Welche Baumart ist laut dem Text über den Wald als Nahrung beim Wild sehr unbeliebt?

Dokument:
==================================================

Ich erinnere an die alte Försterspruchweisheit: „Willst du deinen Wald vernichten, pflanze Fichten, nichts als Fichten.“ Leider ist die Fichte als Nahrung bei unserem Wild sehr unbeliebt, das begünstigt natürlich die Entwicklung von Fichtenreinbeständen. Die Bemühungen um die Mischwaldförderung von allen Seiten ist wohl nicht zu leugnen. Ich habe kein Pro­blem, wenn man mich als Holzzüchter bezeichnet – andere züchten Hühner oder Schweine. Unsere Wälder sind aus ökologischer Sicht durchaus herzeigbar. Die Ornithologen sind mit der Vogelwelt im Wald im Wesentlichen ganz zufrieden.

Gute Ansätze der Natur­vermittlung
Leider glauben Naturschutzgruppierungen, NGOs und auch die hohe Politik die Botschaft dieses selbsternannten Retters des deutschen Waldes. Die Waldaktionen von Peter Wohlleben sind aufgebaut nach dem Muster der Wald- und Wildnispädagogik. Ein großer Teil der Naturerlebnisvermittler findet seine Denkansätze besonders gut. Bei Nationalparkrangern und ähnlichen Naturschutzaktiven mag das ja noch verständlich sein. Aber gibt es dieses Gedankengut nicht auch bei den heimischen WaldpädagogInnen? Wir haben leider keine echte Evaluierung und Qualitätskontrolle. Leider nehmen die Forst-
leute diese Form der PR-Arbeit auch nicht wirklich ernst. Ich kann das auch verstehen in der derzeitigen Situation des Personalmangels. Auch der erzielbare Stundenverdienst ist sehr bescheiden.

==================================================

Quellenmaterial:
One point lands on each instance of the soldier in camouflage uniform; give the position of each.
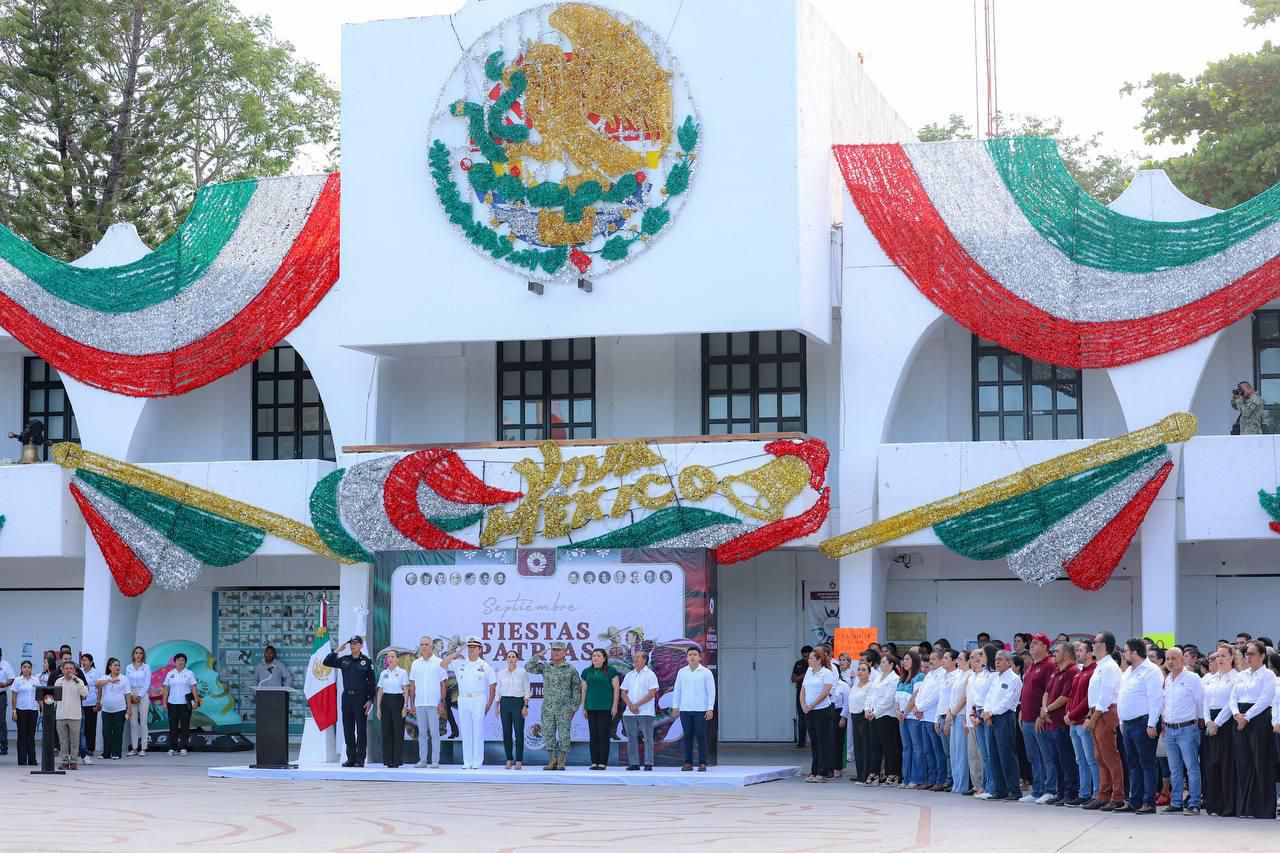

==================================================

Antwort unten:
Die Fichte.